__Goal of the exercise__:
From the discussion of environment modules, reproduce word for word the passage that opens with "The problem with" and closes with "with the modules.".

## begin Extract

This idea has now been implemented on the reinstalled destiny cluster, mek-quake, and the workstations. It works OK for people who know exactly what they're doing, but you have to be quite careful to purge the environment before loading one of these package modules (ie it's best only to do it in shell startup files), and they seem to cause a certain amount of confusion amongst those who aren't used to the whole switching environment thing. Jury is still out.
MPI confusion
The MPI modules currently enforce the correct choice of compilers by failing to load if you try to load the wrong MPI for your loaded compilers, or if you haven't got compilers loaded at all. Personally I find I almost always have the wrong compilers loaded for the MPI I want, and have to mess about for a few minutes to fix it. Should the MPI modules automatically load the right compiler modules themselves?
It seems like a good idea at first, but then you have the problem of dealing with conflicts- either I make the load fail with an error (and then it's almost the same as the current situation, but deals with the rare situation that no compilers were loaded) or silently swap the compilers. The latter seems to me to be asking for trouble. I could make the module be verbose about what it is doing, but that will probably mean learning more Tcl and could lead to problems when people load non-default modules in shell startup files.
The problem with MPI is particularly acute because there is no one MPI library I can load as standard that will work for most (or even many) users so most people using MPI are going to have to fight with the modules.
The current attempt at a fix for this is to make a family of modules called 'environment' which load a compatible set of things. For example, we have environment/32-bit/parallel/lam/pgi on mek-quake, plus many others. The idea is that most people will just load one version of the 'environment' module in their .bash_profile and never see the underlying mpi and compiler modules at all.
Having now tried this for a few months, it works rather well provided the user sets their shell up with the right package and forgets it. Attempts to change horses midstream lead to grief!
Libraries
Currently library modules are very inconsistent. MKL forces you to load an Intel compiler module (and usually forces it to be one for the same architecture as your MKL) and the Intel compilers contain local tweaks that point them at the right MKL libs and includes when the MKL module is loaded. However this is inconsistent because you can perfectly well use MKL with gcc and loading the MKL module does not help gcc compiles find MKL.
Other library modules just set LD_LIBRARY_PATH and hope that the person loading them knows to put in -L and -I for compiling. That's not much help to the user. Experience has shown that explaining this in the module help doesn't help because people don't expect to need to look there. Maybe those modules need to write out instructions on loading (and therefore must never ever be loaded by default or that breaks other things...)

## end Extract
## begin Stored data

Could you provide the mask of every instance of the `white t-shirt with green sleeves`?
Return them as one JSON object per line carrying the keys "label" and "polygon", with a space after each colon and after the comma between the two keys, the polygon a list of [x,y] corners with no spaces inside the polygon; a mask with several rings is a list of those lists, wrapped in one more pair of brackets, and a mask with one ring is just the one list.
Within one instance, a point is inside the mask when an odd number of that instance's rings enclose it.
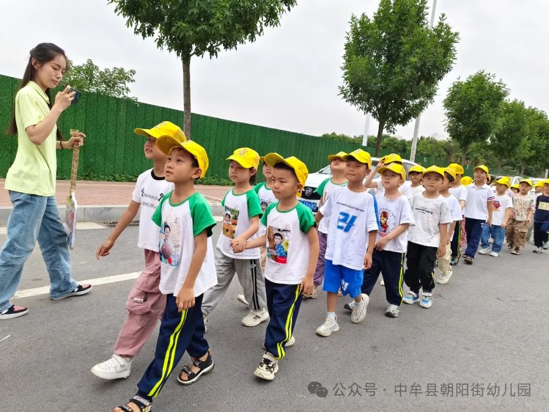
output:
{"label": "white t-shirt with green sleeves", "polygon": [[[259,196],[259,205],[261,207],[261,211],[265,213],[267,210],[267,207],[274,202],[278,202],[278,199],[274,197],[272,190],[267,187],[266,182],[261,182],[254,186],[254,191]],[[257,232],[258,236],[262,236],[265,234],[267,229],[263,226],[262,224],[260,224],[259,231]]]}
{"label": "white t-shirt with green sleeves", "polygon": [[261,218],[267,227],[265,277],[283,285],[299,285],[307,272],[309,243],[307,233],[315,226],[311,209],[301,203],[289,210],[271,203]]}
{"label": "white t-shirt with green sleeves", "polygon": [[211,229],[215,226],[210,205],[198,192],[180,203],[172,204],[172,192],[162,198],[153,214],[160,227],[160,292],[177,295],[187,279],[194,254],[194,237],[208,231],[208,247],[202,266],[194,282],[194,297],[200,296],[217,283],[214,260]]}
{"label": "white t-shirt with green sleeves", "polygon": [[[345,183],[334,183],[332,181],[332,178],[328,177],[320,183],[315,191],[320,195],[321,202],[324,204],[328,200],[328,197],[330,196],[330,193],[333,192],[334,190],[345,186],[347,186],[347,182]],[[329,224],[330,216],[325,216],[320,221],[320,223],[318,224],[318,231],[323,233],[324,235],[327,235],[328,227]]]}
{"label": "white t-shirt with green sleeves", "polygon": [[[221,205],[225,210],[217,248],[224,255],[233,259],[259,259],[261,257],[259,248],[235,253],[231,247],[231,240],[250,228],[251,224],[250,219],[256,216],[261,217],[263,214],[257,194],[253,189],[250,189],[245,193],[236,194],[234,190],[232,189],[223,198]],[[247,240],[252,240],[257,237],[256,233]]]}
{"label": "white t-shirt with green sleeves", "polygon": [[49,114],[49,103],[48,96],[33,81],[15,96],[17,154],[6,175],[4,187],[8,190],[40,196],[55,194],[57,126],[40,146],[31,141],[26,131]]}

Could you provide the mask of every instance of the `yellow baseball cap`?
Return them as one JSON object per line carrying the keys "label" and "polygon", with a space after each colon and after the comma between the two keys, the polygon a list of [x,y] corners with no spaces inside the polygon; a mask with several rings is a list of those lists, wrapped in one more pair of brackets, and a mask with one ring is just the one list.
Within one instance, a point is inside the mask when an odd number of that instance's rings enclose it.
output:
{"label": "yellow baseball cap", "polygon": [[411,168],[410,168],[410,170],[408,171],[408,174],[410,174],[411,172],[417,172],[418,173],[423,174],[425,171],[425,168],[423,166],[420,166],[418,164],[414,164]]}
{"label": "yellow baseball cap", "polygon": [[345,153],[345,152],[338,152],[338,153],[335,153],[335,154],[330,154],[329,156],[328,156],[328,160],[329,160],[330,162],[332,162],[333,160],[334,160],[334,159],[335,159],[338,157],[340,157],[341,159],[343,159],[343,157],[347,153]]}
{"label": "yellow baseball cap", "polygon": [[229,156],[226,160],[234,160],[243,168],[257,168],[259,166],[259,154],[253,149],[249,147],[241,147],[237,149],[233,154]]}
{"label": "yellow baseball cap", "polygon": [[145,137],[152,136],[158,139],[162,136],[171,136],[181,142],[187,140],[187,136],[183,132],[183,130],[171,121],[163,121],[152,129],[135,129],[133,132]]}
{"label": "yellow baseball cap", "polygon": [[496,181],[496,183],[499,185],[503,185],[504,186],[506,186],[507,187],[511,187],[511,181],[508,177],[501,177],[501,179],[498,179]]}
{"label": "yellow baseball cap", "polygon": [[465,172],[465,170],[463,170],[463,166],[457,163],[450,163],[448,165],[448,167],[453,169],[454,171],[456,172],[456,175],[463,175]]}
{"label": "yellow baseball cap", "polygon": [[400,176],[402,178],[402,180],[406,180],[406,171],[404,170],[404,166],[402,165],[400,165],[398,163],[389,163],[386,166],[379,168],[378,172],[380,175],[382,175],[385,170],[390,170],[391,171],[395,172],[395,173],[397,173],[400,175]]}
{"label": "yellow baseball cap", "polygon": [[361,163],[368,165],[368,169],[372,168],[372,157],[366,151],[362,149],[357,149],[350,153],[347,153],[347,154],[343,156],[343,159],[346,160],[349,157],[353,157]]}
{"label": "yellow baseball cap", "polygon": [[[446,172],[449,175],[450,175],[452,177],[453,177],[453,180],[456,180],[456,172],[455,169],[453,169],[453,168],[451,168],[451,167],[450,167],[449,166],[447,168],[444,168],[444,170],[445,172]],[[444,177],[445,177],[446,176],[444,176]]]}
{"label": "yellow baseball cap", "polygon": [[382,157],[379,159],[379,162],[385,165],[388,165],[394,162],[398,162],[402,163],[402,158],[396,153],[390,153],[390,154],[388,154]]}
{"label": "yellow baseball cap", "polygon": [[483,164],[477,166],[476,168],[473,169],[473,171],[474,171],[477,169],[480,169],[481,170],[486,172],[486,174],[487,175],[489,173],[489,172],[488,171],[488,168]]}
{"label": "yellow baseball cap", "polygon": [[428,173],[436,173],[440,175],[442,177],[445,177],[444,169],[442,168],[439,168],[438,166],[429,166],[425,169],[425,171],[423,172],[423,176],[425,176]]}
{"label": "yellow baseball cap", "polygon": [[268,153],[265,155],[265,163],[269,166],[274,166],[277,163],[282,163],[289,166],[295,172],[298,181],[302,186],[305,185],[305,181],[309,176],[309,169],[302,162],[295,156],[291,156],[284,159],[278,153]]}
{"label": "yellow baseball cap", "polygon": [[469,176],[464,176],[461,178],[461,182],[464,186],[468,186],[473,183],[473,178]]}
{"label": "yellow baseball cap", "polygon": [[202,170],[200,177],[204,177],[205,175],[206,171],[210,165],[210,161],[205,149],[196,142],[192,140],[181,142],[173,136],[164,135],[156,140],[156,147],[166,156],[176,147],[186,150],[198,162],[198,167]]}

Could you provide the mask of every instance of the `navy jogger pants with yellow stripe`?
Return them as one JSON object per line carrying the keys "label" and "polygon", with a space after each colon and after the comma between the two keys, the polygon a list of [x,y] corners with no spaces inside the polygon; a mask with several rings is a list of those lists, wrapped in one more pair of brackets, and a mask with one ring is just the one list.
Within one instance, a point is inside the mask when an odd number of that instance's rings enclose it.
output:
{"label": "navy jogger pants with yellow stripe", "polygon": [[370,296],[380,272],[385,283],[387,302],[391,305],[400,306],[402,303],[404,266],[404,253],[374,249],[372,255],[372,267],[364,271],[362,293]]}
{"label": "navy jogger pants with yellow stripe", "polygon": [[267,307],[271,319],[265,332],[265,349],[277,359],[284,358],[286,342],[294,332],[303,295],[299,285],[283,285],[265,279]]}
{"label": "navy jogger pants with yellow stripe", "polygon": [[204,338],[204,322],[200,307],[202,297],[194,299],[194,306],[177,311],[176,297],[166,297],[166,309],[160,322],[154,359],[137,384],[137,394],[147,399],[158,395],[173,368],[186,350],[192,358],[200,358],[209,349]]}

## end Stored data

__In response__:
The problem with MPI is particularly acute because there is no one MPI library I can load as standard that will work for most (or even many) users so most people using MPI are going to have to fight with the modules.